> **Document**
— start —
Location
- Chamber Road Oldham, Greater Manchester, OL8 4BX England
- Coordinates: 53°31′47″N 2°07′25″W﻿ / ﻿53.5298°N 2.1236°W

Information
- Former name: Oldham Hulme Grammar School
- Type: Grammar school Private day school
- Motto: Fide Sed Cui Vide (Trust But See To Whom)
- Established: 1611
- Local authority: Oldham
- Department for Education URN: 105745 Tables
- Principal: Kirsten Pankhurst
- Gender: Co-educational (3-18)
- Age: 3 to 18
- Enrolment: 675
- Houses: Assheton, Booth-Platt, Hulme, Lees
- Colours: Navy Blue & Yellow
- Website: hulmegrammar.org

= Hulme Grammar School =

School in Oldham, England

Hulme Grammar School (formerly Oldham Hulme Grammar School) is a private all-through school in Oldham, Greater Manchester, England.

Principals in recent years include Dr Paul Neeson (2008-2014), Craig Mairs (2014-2022), and Kirsten Pankhurst (2023–present). The school was rebranded to Hulme Grammar School in 2023, with a new logo and uniform and website.
— end —
> **Data section**
— start —
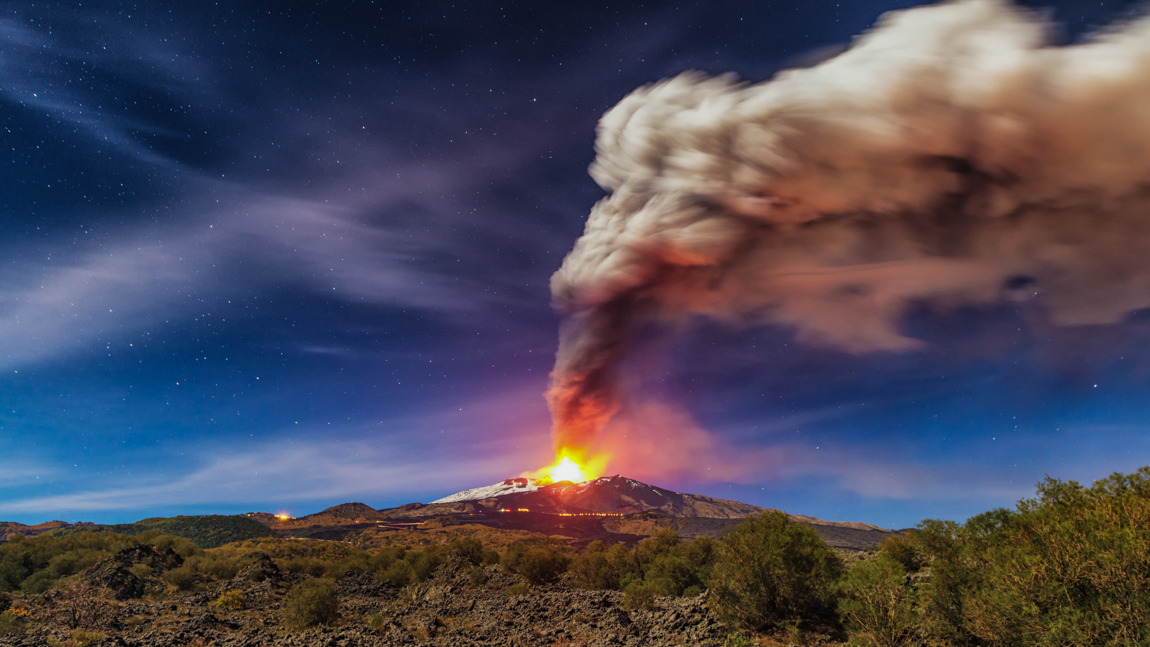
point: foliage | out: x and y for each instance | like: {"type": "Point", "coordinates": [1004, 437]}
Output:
{"type": "Point", "coordinates": [312, 602]}
{"type": "Point", "coordinates": [35, 564]}
{"type": "Point", "coordinates": [638, 595]}
{"type": "Point", "coordinates": [772, 571]}
{"type": "Point", "coordinates": [662, 563]}
{"type": "Point", "coordinates": [1070, 567]}
{"type": "Point", "coordinates": [875, 605]}
{"type": "Point", "coordinates": [538, 563]}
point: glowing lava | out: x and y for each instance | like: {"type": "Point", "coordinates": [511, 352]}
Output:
{"type": "Point", "coordinates": [566, 469]}
{"type": "Point", "coordinates": [570, 466]}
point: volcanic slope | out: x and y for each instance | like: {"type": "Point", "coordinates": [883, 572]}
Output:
{"type": "Point", "coordinates": [616, 506]}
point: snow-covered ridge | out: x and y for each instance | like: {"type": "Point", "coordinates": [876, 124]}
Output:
{"type": "Point", "coordinates": [513, 485]}
{"type": "Point", "coordinates": [506, 486]}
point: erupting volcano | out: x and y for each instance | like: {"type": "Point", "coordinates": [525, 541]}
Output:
{"type": "Point", "coordinates": [975, 164]}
— end —
> **To do**
a – Please condense the paragraph of the Hulme Grammar School text beginning "Principals in recent years" into a short bulleted list that keeps its main facts.
b – Using the Hulme Grammar School text, answer these:
(i) In what year was the school established?
(ii) What English rendering is given for the school's motto?
(iii) In what year was the school rebranded to Hulme Grammar School?
c – Repeat word for word the stretch of the Hulme Grammar School text that opens with the words containing "- Age: 3 to" and closes with "uniform and website.".

> **Correct answers**
a –
- Recent principals: Dr Paul Neeson (2008-2014), Craig Mairs (2014-2022) and Kirsten Pankhurst (2023–present)
- Rebranded as Hulme Grammar School in 2023, with a new logo, uniform and website

b –
(i) 1611
(ii) Trust But See To Whom
(iii) 2023

c –
- Age: 3 to 18
- Enrolment: 675
- Houses: Assheton, Booth-Platt, Hulme, Lees
- Colours: Navy Blue & Yellow
- Website: hulmegrammar.org

= Hulme Grammar School =

School in Oldham, England

Hulme Grammar School (formerly Oldham Hulme Grammar School) is a private all-through school in Oldham, Greater Manchester, England.

Principals in recent years include Dr Paul Neeson (2008-2014), Craig Mairs (2014-2022), and Kirsten Pankhurst (2023–present). The school was rebranded to Hulme Grammar School in 2023, with a new logo and uniform and website.